## Written exercise A
Answer these about the piece on anthem protests below:
(i) What did the NFL get as a result of the President's comments?
(ii) What does the writer say a flag is merely a symbol for?
(iii) Where does the writer stay when the anthem plays on TV before a sports event?

## Passage to read
* START *

Feelings; Nothing More than Feelings

trigrd

Last week, the President of the United States of America took time out of his busy schedule of golf and watching Fox to hector black football players about exercising their 1st Amendment right to political seech. This resulted in the NFL’s highest ratings in a while, and a massive production increase in self-righteous right-wing hand-wringing about millionaire black athletes who should really be more “grateful” than to protest police shootings of black people. 

Personally, I will always stand for the national anthem, and the reasons why are none of your business. Well, that’s not completely true – like you, when it plays on TV before the start of a sports event, or during a medal ceremony, I stay firmly planted on the couch. But if an athlete takes a respectful knee during the anthem in order to make a political point, I respect that choice and hope the message being sent is being received. If you stand, but don’t recognize the right of others to sit or kneel, what is it, exactly, that you’re standing for? A flag? A flag is merely a symbol for our country and its Constitution. Compulsory show-patriotism is not what that flag stands for.

* END *

## Written exercise B
Count the lines in the listing below that contain the string "bark", with case counting, and reply with the number only.

## Records for this exercise
* START *

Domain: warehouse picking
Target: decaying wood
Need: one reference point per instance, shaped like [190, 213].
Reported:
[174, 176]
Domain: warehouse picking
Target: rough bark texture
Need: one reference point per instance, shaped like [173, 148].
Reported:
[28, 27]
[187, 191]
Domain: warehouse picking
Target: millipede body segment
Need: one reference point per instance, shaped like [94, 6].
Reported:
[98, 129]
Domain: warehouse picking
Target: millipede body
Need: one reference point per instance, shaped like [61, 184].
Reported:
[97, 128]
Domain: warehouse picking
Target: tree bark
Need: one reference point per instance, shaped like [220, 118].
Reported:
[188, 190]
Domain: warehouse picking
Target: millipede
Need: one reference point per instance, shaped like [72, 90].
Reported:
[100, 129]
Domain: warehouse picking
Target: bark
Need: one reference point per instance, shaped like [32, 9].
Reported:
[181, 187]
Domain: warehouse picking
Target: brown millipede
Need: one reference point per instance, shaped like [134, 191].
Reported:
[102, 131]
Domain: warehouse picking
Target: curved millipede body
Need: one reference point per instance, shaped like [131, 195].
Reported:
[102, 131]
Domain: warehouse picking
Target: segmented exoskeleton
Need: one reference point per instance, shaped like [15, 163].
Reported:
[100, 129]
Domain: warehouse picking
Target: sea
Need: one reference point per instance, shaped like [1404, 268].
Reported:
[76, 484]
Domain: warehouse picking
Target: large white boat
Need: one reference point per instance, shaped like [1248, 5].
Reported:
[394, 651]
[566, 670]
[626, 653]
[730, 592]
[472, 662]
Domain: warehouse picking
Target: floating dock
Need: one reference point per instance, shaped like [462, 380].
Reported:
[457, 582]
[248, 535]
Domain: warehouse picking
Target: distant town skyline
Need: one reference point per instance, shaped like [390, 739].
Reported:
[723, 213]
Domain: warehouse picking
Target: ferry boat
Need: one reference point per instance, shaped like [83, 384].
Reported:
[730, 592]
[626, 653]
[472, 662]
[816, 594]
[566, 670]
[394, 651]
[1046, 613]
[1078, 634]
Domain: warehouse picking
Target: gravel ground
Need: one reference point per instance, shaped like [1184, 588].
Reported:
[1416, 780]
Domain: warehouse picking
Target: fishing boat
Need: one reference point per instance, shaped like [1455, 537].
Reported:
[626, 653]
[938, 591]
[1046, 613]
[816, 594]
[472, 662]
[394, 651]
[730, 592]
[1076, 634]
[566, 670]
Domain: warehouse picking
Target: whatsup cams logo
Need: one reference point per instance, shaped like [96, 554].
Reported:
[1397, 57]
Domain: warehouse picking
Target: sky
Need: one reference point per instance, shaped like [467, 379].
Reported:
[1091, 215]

* END *

## Full response A
(i) Its highest ratings in a while.
(ii) Our country and its Constitution.
(iii) Firmly planted on the couch.

## Full response B
3